*Data for processing*.
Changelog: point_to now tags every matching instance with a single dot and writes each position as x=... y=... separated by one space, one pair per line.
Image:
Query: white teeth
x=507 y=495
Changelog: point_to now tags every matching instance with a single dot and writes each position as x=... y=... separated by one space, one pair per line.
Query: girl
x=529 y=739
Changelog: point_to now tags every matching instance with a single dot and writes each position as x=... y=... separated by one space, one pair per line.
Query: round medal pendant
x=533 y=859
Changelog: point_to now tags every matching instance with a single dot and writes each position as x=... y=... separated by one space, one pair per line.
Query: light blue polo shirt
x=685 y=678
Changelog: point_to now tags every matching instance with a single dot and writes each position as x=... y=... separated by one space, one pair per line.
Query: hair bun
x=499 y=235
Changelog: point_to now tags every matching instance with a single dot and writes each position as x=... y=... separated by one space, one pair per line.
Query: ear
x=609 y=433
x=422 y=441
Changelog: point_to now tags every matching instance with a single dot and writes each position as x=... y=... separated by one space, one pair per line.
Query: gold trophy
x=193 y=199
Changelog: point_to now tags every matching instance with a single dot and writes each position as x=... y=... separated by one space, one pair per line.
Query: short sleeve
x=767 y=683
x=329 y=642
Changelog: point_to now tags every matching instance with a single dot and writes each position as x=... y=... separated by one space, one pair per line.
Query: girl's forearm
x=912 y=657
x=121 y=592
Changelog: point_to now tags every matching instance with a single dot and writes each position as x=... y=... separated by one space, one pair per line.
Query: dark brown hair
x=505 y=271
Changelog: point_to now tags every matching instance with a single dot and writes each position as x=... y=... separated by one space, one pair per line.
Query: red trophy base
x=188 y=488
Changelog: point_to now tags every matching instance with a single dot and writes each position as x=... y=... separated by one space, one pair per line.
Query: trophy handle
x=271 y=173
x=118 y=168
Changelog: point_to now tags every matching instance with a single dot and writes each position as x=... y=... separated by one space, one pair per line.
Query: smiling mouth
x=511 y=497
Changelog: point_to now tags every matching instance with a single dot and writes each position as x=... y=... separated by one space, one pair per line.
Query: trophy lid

*Given problem*. Please copy the listing above word for word, from its first line down to and including the line that contains "x=529 y=739".

*Complete answer*.
Changelog: point_to now tags every matching instance with a single dot and writes each position as x=... y=... separated by one space, one pair per line.
Image:
Query: white teeth
x=507 y=495
Changelog: point_to now tags every matching instance with a single dot and writes each position as x=... y=... separated by one space, one pair per line.
Query: girl
x=529 y=739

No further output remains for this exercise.